Assigned task: Your response should consist of the records, reproduced exactly.

Data records:
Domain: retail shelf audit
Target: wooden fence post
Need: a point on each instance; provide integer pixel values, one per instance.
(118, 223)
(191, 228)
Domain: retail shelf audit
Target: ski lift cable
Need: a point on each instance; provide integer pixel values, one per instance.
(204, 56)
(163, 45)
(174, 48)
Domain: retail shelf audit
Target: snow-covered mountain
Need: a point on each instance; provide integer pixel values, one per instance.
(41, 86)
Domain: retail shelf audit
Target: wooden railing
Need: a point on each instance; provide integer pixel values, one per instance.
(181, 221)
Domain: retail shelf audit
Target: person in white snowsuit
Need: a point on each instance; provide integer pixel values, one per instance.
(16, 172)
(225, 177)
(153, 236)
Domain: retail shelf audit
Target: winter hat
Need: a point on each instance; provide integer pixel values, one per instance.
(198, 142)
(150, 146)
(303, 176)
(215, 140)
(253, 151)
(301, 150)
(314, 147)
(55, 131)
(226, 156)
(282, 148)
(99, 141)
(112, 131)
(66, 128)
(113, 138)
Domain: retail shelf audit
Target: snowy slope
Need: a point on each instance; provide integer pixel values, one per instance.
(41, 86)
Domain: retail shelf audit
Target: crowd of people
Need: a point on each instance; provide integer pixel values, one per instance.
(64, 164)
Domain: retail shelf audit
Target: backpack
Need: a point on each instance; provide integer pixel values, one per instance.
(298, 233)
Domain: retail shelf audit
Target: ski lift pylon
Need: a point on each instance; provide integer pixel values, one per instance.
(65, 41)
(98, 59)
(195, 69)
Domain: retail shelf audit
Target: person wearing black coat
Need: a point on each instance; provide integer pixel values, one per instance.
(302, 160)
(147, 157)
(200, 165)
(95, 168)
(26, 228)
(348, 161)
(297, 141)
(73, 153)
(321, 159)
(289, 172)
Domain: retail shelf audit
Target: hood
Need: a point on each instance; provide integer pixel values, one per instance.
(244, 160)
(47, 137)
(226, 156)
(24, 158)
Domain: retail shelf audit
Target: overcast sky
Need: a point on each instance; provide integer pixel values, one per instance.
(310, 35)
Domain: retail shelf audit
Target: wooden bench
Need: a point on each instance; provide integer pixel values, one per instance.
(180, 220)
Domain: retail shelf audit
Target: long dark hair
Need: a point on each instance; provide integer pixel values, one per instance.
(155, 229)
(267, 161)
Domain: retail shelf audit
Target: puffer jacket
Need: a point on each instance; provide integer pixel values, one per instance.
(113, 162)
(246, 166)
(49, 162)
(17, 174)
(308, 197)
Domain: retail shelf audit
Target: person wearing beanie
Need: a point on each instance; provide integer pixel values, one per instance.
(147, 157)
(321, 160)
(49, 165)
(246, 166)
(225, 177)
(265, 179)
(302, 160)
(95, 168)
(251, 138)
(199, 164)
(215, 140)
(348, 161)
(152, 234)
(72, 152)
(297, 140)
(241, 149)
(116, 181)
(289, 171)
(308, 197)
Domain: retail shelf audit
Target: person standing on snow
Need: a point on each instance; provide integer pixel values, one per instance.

Solution:
Domain: retail shelf audit
Target: wooden fence post
Need: a point on each instance; provide integer pixel values, one per instance.
(118, 223)
(191, 228)
Domain: retail shelf audit
Target: ski lift cable
Need: a point on each instance; provide integer pixel values, one per instance.
(204, 56)
(163, 45)
(174, 48)
Domain: retail shelf audit
Target: snow-covered mountain
Need: a point on each instance; provide integer pixel values, one per instance.
(41, 86)
Domain: retail shelf audit
Target: wooden railing
Need: a point on each instance; provide integer pixel values, one per instance.
(181, 221)
Domain: retail shelf audit
Target: person in white snowsuit
Need: a point on each instance; provide integer pixel values, one per instance.
(16, 172)
(225, 177)
(153, 236)
Domain: retail shelf audit
Target: winter hat
Need: a point on each instance; provide integer pixel values, one per instance.
(198, 142)
(150, 146)
(303, 176)
(215, 140)
(253, 151)
(301, 150)
(314, 147)
(55, 131)
(226, 156)
(282, 148)
(99, 141)
(112, 131)
(66, 128)
(113, 138)
Domain: retail shelf audit
Target: snowy slope
Need: a point on each instance; provide integer pixel values, one per instance.
(41, 86)
Domain: retail shelf audit
Target: crowd of people
Need: a point on each instance; provide integer pixel values, one per instance.
(64, 164)
Domain: retail shelf audit
Target: backpack
Need: a point on each instance; provide integer pixel values, one per instance.
(298, 233)
Domain: retail shelf audit
Target: ski lift pylon
Need: a point on each instance; provide integer pixel values, one per instance.
(65, 41)
(98, 59)
(195, 69)
Domain: retail shelf audit
Target: person wearing black coat
Need: a point on each instance; provide integer pixel values, one per instance.
(302, 160)
(147, 157)
(200, 165)
(95, 168)
(26, 228)
(348, 161)
(297, 141)
(73, 153)
(321, 159)
(289, 172)
Domain: retail shelf audit
Target: hood
Need: a point on each instance; provide integer pixel values, one per instance.
(244, 160)
(47, 137)
(226, 156)
(24, 158)
Domain: retail shelf audit
Target: overcast sky
Need: a point on each instance; provide integer pixel values, one per instance.
(310, 35)
Domain: retail shelf audit
Target: wooden bench
Need: a point on each instance; provide integer pixel values, one per instance.
(180, 220)
Domain: retail shelf audit
Target: long dark hair
Need: a point on each instance; provide integer pixel values, one per instance.
(155, 229)
(267, 161)
Domain: retail shelf audit
Target: puffer jacket
Need: a point on each instance; provide integer pixel values, one per instance.
(113, 162)
(246, 166)
(49, 162)
(17, 174)
(308, 197)
Domain: retail shelf audit
Target: person wearing beanie
Need: a point on each instance; provide integer pixel values, one per instance.
(147, 157)
(321, 160)
(49, 165)
(246, 166)
(225, 177)
(265, 179)
(302, 160)
(95, 168)
(251, 138)
(199, 164)
(215, 140)
(348, 161)
(152, 234)
(72, 152)
(297, 140)
(241, 149)
(116, 181)
(289, 171)
(308, 197)
Domain: retail shelf audit
Target: person standing on snow
Need: a point on each instance; provide integer pixel values, one per instance.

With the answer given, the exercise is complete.